Aim » Exactly reproduce the line that contains "the green grass" and all lines after it in the entries below, through the very last line.

Material for this exercise »

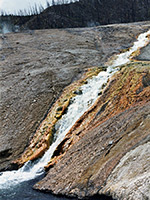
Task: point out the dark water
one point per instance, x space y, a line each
24 191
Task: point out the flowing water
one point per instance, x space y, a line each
18 182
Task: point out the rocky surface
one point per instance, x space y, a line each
102 136
36 66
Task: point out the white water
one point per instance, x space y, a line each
80 104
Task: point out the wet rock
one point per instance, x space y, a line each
38 57
96 143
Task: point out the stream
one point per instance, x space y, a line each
17 184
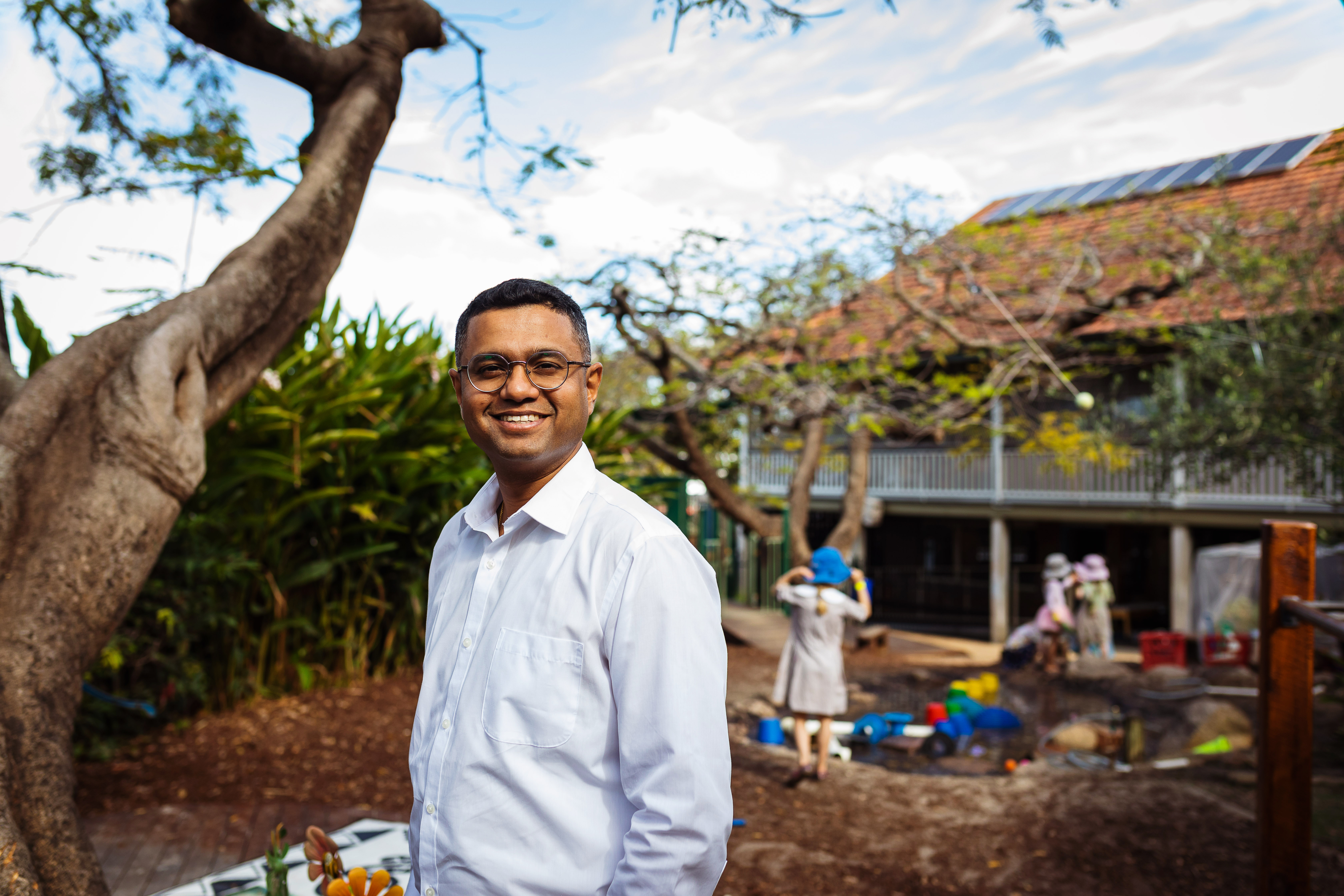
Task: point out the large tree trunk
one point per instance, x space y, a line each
800 490
104 444
855 494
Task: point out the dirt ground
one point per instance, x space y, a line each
876 827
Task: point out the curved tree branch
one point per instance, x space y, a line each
100 447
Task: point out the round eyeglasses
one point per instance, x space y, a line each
546 370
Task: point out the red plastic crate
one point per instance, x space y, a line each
1217 651
1162 649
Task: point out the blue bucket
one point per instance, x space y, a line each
771 733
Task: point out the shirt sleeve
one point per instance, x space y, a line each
846 605
669 666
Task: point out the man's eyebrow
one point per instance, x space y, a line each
529 354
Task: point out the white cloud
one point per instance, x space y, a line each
953 96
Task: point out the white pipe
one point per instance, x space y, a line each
815 726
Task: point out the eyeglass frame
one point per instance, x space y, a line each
466 369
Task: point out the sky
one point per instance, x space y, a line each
956 97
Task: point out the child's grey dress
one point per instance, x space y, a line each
811 676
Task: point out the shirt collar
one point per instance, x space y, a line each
554 507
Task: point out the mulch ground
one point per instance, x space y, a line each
342 747
866 831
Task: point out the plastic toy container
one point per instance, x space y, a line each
1162 649
1217 651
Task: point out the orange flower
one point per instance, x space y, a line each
324 860
361 884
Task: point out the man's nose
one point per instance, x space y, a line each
518 386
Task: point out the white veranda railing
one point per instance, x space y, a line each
924 475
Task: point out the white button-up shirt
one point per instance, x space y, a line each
570 735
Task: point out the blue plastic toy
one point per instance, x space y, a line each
771 733
873 727
897 722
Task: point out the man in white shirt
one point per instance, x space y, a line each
570 735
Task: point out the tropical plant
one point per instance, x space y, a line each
303 557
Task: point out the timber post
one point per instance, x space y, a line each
1284 718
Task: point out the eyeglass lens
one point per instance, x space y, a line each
546 370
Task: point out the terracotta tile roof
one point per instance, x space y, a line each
1084 272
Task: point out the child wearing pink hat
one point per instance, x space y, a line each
1096 596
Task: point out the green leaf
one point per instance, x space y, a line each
31 336
341 436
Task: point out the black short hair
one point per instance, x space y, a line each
517 293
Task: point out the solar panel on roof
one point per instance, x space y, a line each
1245 162
1257 160
1195 174
1283 155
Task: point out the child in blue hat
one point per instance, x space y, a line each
811 678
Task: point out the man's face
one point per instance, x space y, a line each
522 429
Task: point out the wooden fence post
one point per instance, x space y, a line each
1284 743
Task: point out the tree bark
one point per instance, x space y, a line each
722 492
855 494
101 447
800 490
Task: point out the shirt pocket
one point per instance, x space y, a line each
533 690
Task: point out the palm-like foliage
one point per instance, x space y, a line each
304 554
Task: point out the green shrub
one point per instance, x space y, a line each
303 557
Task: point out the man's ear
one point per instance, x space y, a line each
593 382
458 386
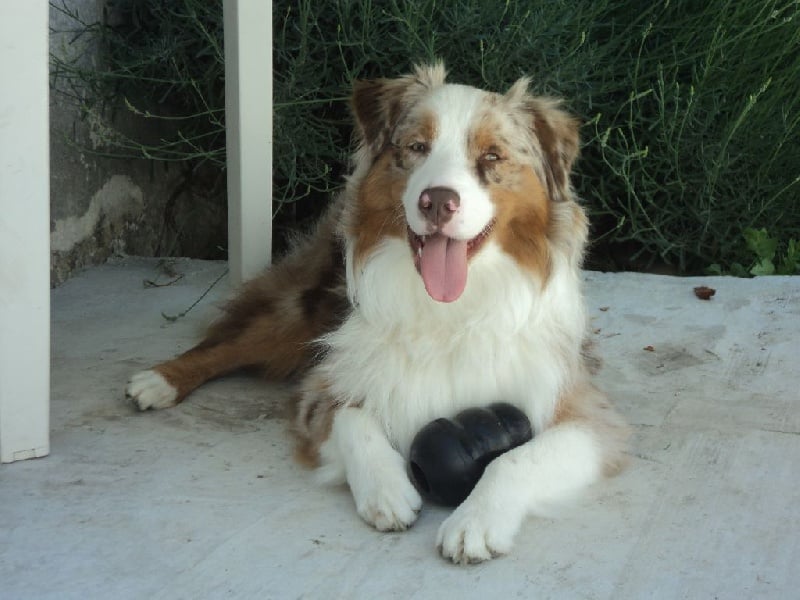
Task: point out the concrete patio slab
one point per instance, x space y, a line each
204 501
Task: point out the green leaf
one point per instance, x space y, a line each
759 242
763 267
791 262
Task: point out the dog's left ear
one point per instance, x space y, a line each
555 132
379 104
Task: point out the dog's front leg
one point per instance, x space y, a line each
359 450
544 472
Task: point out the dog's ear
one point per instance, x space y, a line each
379 104
555 132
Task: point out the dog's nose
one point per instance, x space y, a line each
438 205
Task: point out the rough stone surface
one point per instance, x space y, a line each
100 206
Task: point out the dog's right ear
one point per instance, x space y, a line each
380 104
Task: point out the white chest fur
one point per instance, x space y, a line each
408 359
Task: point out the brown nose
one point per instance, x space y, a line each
438 205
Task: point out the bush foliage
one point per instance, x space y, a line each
691 110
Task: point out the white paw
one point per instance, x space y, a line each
149 389
475 532
387 500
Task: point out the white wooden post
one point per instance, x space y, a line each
24 231
248 109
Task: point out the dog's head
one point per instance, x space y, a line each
452 167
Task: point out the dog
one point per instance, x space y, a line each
446 275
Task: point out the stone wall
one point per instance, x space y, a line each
102 206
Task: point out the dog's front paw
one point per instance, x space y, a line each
475 533
149 389
387 500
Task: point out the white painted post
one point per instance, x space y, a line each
24 231
248 109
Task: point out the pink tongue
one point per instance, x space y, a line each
443 266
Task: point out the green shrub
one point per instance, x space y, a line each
691 109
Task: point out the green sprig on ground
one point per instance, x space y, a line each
691 109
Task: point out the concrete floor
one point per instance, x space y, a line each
203 501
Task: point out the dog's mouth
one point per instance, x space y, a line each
442 261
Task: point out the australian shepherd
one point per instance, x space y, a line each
446 275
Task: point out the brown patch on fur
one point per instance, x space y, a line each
557 133
312 420
587 405
272 323
380 104
379 210
523 215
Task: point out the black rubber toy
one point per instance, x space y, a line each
448 457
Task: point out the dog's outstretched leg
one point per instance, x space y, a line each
270 325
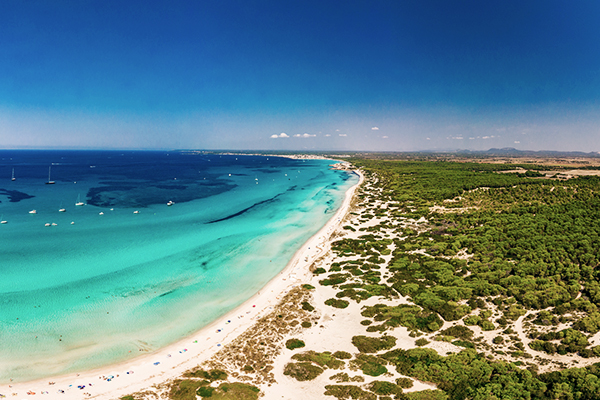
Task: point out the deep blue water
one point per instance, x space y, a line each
95 288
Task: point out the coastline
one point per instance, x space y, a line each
173 360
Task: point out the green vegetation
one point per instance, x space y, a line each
212 375
366 344
412 317
384 388
336 303
325 359
303 371
470 243
425 395
348 392
342 355
405 383
185 389
370 365
292 344
307 306
234 391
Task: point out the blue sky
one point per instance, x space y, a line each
329 75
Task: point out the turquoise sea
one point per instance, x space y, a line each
94 288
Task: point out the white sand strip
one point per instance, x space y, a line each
172 361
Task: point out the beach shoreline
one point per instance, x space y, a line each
173 360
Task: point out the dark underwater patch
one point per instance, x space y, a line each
244 210
14 196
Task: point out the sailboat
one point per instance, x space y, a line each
49 181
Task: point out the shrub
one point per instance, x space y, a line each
325 359
458 331
384 388
303 371
212 375
366 344
348 392
292 344
205 391
336 303
342 355
236 391
405 383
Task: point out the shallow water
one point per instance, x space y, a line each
95 292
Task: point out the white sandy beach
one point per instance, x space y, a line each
115 381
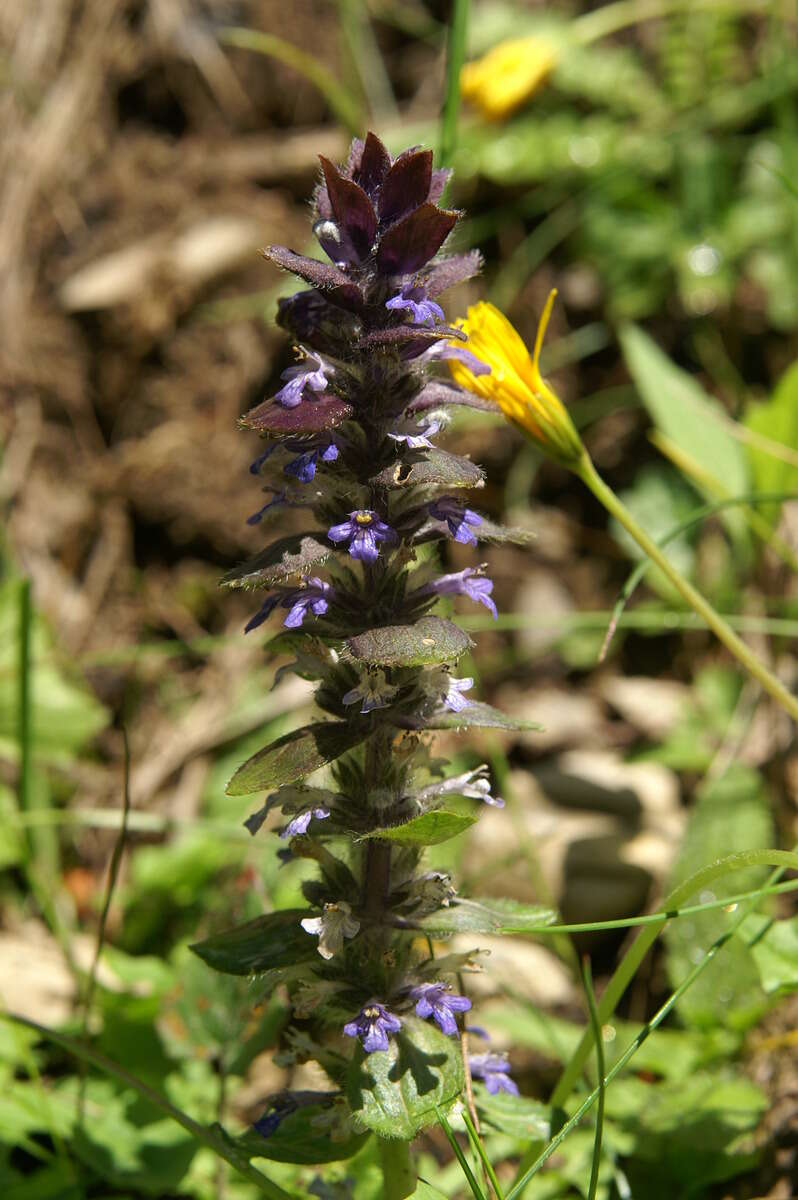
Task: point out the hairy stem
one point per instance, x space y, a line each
399 1175
723 631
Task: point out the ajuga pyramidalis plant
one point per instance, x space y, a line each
375 995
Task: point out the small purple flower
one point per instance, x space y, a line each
364 531
418 441
275 502
433 1000
372 1025
459 519
425 312
304 466
298 827
310 373
495 1072
315 597
469 582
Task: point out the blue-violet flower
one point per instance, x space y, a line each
310 373
459 519
364 531
372 1025
413 297
495 1072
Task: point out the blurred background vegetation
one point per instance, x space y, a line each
651 175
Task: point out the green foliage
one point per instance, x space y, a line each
429 642
395 1093
732 813
495 916
293 756
265 943
777 420
429 829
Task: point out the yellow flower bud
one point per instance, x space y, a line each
508 75
515 382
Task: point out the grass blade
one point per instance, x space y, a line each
455 59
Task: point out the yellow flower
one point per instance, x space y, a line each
515 383
508 75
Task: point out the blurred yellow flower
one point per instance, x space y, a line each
515 383
508 75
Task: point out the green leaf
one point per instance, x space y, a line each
492 916
732 813
693 420
514 1115
437 467
475 715
775 951
281 561
293 756
430 642
429 829
777 420
297 1139
395 1093
276 940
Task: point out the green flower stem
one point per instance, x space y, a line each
399 1176
723 631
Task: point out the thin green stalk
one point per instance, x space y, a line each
455 59
215 1139
399 1174
720 628
24 731
599 1057
631 960
648 1029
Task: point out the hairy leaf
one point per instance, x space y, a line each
273 419
427 829
491 916
294 756
431 641
279 562
276 940
395 1092
299 1139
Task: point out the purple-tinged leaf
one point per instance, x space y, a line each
437 394
351 208
474 715
411 335
437 467
450 271
427 829
406 186
414 240
325 276
273 419
438 184
431 641
294 755
375 163
265 943
280 562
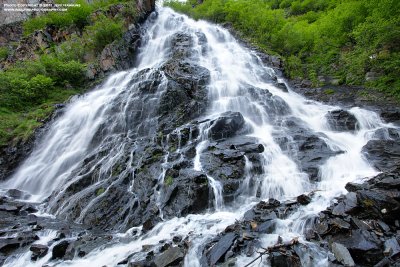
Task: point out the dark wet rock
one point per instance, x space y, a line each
22 239
282 86
387 134
227 125
391 113
307 148
342 254
284 259
220 248
273 105
178 200
384 154
38 251
244 237
378 204
143 263
364 247
60 249
173 256
364 220
341 120
391 247
347 205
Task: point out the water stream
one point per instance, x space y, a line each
233 69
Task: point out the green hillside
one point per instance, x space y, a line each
354 42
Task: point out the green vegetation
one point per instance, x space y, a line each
75 16
103 32
30 88
3 53
341 39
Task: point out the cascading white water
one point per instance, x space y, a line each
232 68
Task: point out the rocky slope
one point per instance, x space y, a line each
140 171
117 56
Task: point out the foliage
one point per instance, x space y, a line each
3 53
103 32
344 39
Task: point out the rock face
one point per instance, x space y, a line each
226 125
341 120
119 55
311 149
364 222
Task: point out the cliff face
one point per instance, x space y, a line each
119 55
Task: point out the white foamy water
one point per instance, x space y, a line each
234 69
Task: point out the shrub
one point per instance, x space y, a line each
103 32
3 53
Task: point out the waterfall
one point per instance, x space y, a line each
100 141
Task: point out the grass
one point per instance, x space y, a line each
334 38
18 126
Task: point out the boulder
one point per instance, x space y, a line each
38 251
384 154
342 254
342 120
171 257
220 248
60 249
227 125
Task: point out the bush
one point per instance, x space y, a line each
103 32
63 72
3 53
338 38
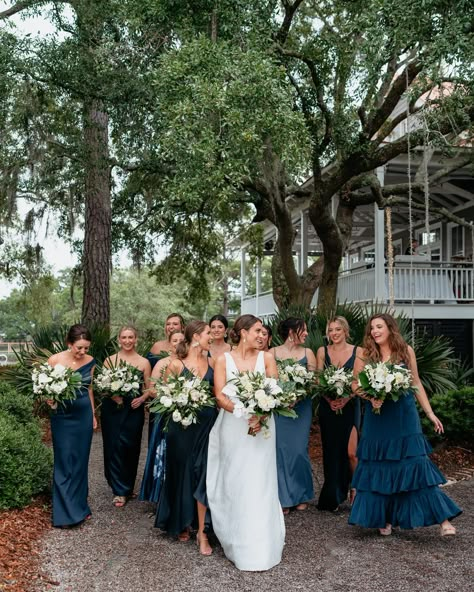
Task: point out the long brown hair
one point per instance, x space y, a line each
182 349
396 343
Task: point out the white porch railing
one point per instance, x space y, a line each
430 282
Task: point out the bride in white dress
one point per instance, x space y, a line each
242 484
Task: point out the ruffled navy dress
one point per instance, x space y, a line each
336 430
71 430
122 428
396 481
185 469
295 477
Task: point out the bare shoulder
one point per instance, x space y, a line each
220 361
268 358
55 359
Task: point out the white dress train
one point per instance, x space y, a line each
242 488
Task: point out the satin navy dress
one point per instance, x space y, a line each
335 433
122 428
153 417
186 468
71 429
154 472
295 477
396 481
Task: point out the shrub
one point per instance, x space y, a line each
25 462
18 405
455 409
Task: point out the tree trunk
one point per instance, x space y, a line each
97 254
336 246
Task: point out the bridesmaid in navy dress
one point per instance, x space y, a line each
71 428
219 326
159 350
122 421
183 500
397 484
154 466
295 477
339 431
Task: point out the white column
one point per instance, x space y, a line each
379 219
304 243
242 275
258 285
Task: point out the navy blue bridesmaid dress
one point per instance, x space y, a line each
395 479
122 428
295 477
71 429
335 433
153 359
154 471
186 469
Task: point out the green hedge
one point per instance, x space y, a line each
25 462
455 409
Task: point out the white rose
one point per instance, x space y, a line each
166 401
43 379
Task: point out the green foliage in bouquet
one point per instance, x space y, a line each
50 340
455 409
25 462
437 365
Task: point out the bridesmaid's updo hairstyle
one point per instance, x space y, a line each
178 316
397 344
76 333
183 347
221 319
244 322
290 324
344 324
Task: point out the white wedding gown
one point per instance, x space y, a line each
242 488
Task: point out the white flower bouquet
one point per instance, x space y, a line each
122 380
57 383
383 380
335 383
301 379
255 394
180 399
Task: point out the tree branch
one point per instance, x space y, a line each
391 100
290 11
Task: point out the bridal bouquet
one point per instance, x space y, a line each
301 379
57 383
122 380
335 383
255 394
383 380
180 399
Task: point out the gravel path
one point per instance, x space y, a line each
120 550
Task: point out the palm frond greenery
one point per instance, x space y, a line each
437 365
47 341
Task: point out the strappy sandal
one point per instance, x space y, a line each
208 551
447 530
387 531
184 536
119 501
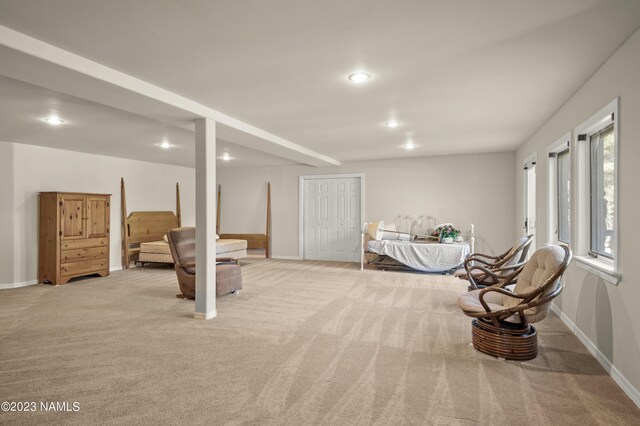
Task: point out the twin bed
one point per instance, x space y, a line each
400 251
144 241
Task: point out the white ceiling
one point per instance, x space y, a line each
98 129
461 76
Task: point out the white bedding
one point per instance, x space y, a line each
426 257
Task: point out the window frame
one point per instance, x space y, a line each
606 268
558 147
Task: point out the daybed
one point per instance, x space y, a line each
388 249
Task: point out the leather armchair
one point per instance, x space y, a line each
182 242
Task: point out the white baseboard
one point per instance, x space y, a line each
624 384
34 282
18 285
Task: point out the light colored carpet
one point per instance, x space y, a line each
304 343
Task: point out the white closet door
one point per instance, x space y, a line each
332 219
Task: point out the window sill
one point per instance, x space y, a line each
599 268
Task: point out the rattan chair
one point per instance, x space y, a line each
502 318
483 270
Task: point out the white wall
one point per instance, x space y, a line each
462 189
150 186
6 212
605 314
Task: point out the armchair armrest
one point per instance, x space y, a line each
221 260
472 258
486 273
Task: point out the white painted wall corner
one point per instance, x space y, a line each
626 386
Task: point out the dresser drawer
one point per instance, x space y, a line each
84 243
67 256
84 267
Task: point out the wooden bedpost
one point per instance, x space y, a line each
268 233
218 212
178 213
125 234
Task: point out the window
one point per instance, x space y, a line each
603 191
596 189
563 190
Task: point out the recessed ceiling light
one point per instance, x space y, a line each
54 121
359 77
409 146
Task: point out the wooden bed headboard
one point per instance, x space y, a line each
145 226
254 241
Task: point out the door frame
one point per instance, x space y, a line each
301 181
531 158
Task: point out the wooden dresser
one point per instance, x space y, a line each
73 236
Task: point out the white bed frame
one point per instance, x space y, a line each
363 242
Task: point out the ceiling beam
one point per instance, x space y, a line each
34 61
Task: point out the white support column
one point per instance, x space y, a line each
205 219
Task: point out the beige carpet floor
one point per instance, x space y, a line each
303 343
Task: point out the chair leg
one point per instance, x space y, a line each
513 344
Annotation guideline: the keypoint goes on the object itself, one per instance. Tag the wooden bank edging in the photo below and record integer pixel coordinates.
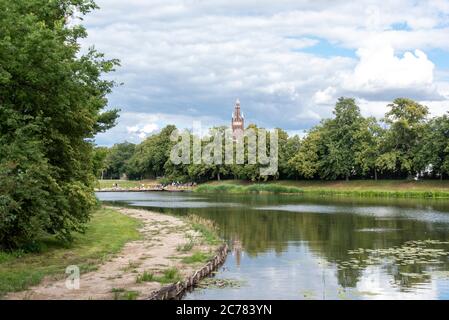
(176, 290)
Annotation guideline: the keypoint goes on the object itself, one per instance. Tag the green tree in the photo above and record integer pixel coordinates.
(341, 140)
(406, 121)
(99, 161)
(306, 160)
(434, 151)
(151, 155)
(117, 158)
(51, 101)
(368, 150)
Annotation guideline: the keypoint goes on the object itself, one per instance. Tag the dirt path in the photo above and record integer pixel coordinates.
(159, 249)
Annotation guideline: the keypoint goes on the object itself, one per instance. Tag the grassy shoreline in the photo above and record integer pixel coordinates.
(107, 233)
(356, 188)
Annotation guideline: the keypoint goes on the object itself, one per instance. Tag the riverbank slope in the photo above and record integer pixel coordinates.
(159, 250)
(362, 188)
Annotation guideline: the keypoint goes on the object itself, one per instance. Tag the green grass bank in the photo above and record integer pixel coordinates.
(358, 188)
(106, 234)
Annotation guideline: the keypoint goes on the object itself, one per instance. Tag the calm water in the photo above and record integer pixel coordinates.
(292, 247)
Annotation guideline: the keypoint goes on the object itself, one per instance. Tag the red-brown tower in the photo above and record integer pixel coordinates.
(238, 121)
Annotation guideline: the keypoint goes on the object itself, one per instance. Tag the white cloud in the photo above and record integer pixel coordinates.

Correct result »
Annotation guideline: the keypoint goes on the object itself, one per instance. Tag the green grass bank in the photo above and record integer pixel coordinates.
(358, 188)
(106, 234)
Annotation guideline: the keypoint goes on the object itself, one per instance. Tag the calm water in the photo above and record integer pixel coordinates.
(292, 247)
Annotation guideline: the keypoint goes on the object itself, one per instance. Tag the red-brown tower in the photo above and record integer pixel coordinates.
(238, 121)
Annotation guideline: the keypoint goes on the object itself, one per instance. Tag the white cloud in the photo above and record integer pixel coordinates.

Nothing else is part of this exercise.